Candace Faust knows a thing or two about inequitable access. Following a back injury in 2021, she spent time in a wheelchair and couldn’t drive for nine months. During that time, she became intimately familiar with accessibility issues in Eatontown and beyond.
“My boyfriend took me to a concert in a nearby town, a place you’d think was built for accessibility. But we had all sorts of trouble accessing the walkways and businesses.”
Today Ms. Faust is an Eatontown Councilmember, giving back to the community where she was raised.
Early Volunteerism
She began her career in service as a volunteer on the Shade Tree Commission, Recreation Advisory Committee, Traffic Advisory Committee, Community Garden Committee, and Zoning Board of Adjustment. During Eatontown’s Master Plan Re-Examination, she attended the League of Municipalities where she first learned about Complete Streets initiatives.

_Records supplied:_
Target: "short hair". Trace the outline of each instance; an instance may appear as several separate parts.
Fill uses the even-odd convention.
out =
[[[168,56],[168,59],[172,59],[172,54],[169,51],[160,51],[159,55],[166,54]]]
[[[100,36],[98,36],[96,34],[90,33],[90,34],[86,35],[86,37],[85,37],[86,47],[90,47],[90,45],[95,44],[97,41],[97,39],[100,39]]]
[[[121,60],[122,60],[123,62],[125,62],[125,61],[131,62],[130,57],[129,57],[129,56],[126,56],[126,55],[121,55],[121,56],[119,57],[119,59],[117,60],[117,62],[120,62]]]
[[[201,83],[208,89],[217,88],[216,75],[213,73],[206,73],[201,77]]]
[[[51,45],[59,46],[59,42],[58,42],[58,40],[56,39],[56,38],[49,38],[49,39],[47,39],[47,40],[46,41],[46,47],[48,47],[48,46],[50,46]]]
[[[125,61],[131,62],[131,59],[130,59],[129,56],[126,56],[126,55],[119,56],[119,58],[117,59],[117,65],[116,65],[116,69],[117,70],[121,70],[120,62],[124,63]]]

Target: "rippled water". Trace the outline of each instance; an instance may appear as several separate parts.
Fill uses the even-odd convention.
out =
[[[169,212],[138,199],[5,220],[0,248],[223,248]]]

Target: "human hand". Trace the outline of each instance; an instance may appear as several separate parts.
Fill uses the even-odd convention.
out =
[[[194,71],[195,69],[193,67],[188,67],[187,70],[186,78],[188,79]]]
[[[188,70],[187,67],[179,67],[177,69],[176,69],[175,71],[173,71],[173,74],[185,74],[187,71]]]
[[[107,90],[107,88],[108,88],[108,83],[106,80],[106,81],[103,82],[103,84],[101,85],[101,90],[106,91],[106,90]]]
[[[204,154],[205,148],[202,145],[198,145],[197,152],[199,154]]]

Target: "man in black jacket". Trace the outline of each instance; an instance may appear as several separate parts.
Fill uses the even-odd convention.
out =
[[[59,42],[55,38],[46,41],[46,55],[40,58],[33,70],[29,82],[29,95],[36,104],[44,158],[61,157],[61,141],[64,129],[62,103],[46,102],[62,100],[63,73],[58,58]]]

_Tasks and exercises:_
a: Reproduce the passage about Candace Faust word for word, from "Today Ms. Faust" to "Complete Streets initiatives.".
b: For each statement, say yes or no according to the passage about Candace Faust, and quote the words that decide it. (i) After a back injury in 2021, Faust could not drive for nine months. (ii) Faust first learned about Complete Streets initiatives while serving on the Shade Tree Commission. (iii) Faust was raised in the community she now serves as a councilmember.
The material has no connection to the passage about Candace Faust.

_Solved tasks:_
a:
Today Ms. Faust is an Eatontown Councilmember, giving back to the community where she was raised.
Early Volunteerism
She began her career in service as a volunteer on the Shade Tree Commission, Recreation Advisory Committee, Traffic Advisory Committee, Community Garden Committee, and Zoning Board of Adjustment. During Eatontown’s Master Plan Re-Examination, she attended the League of Municipalities where she first learned about Complete Streets initiatives.

b:
(i) Yes: "Following a back injury in 2021, she spent time in a wheelchair and couldn’t drive for nine months."
(ii) No: "she attended the League of Municipalities where she first learned about Complete Streets initiatives."
(iii) Yes: "Today Ms. Faust is an Eatontown Councilmember, giving back to the community where she was raised."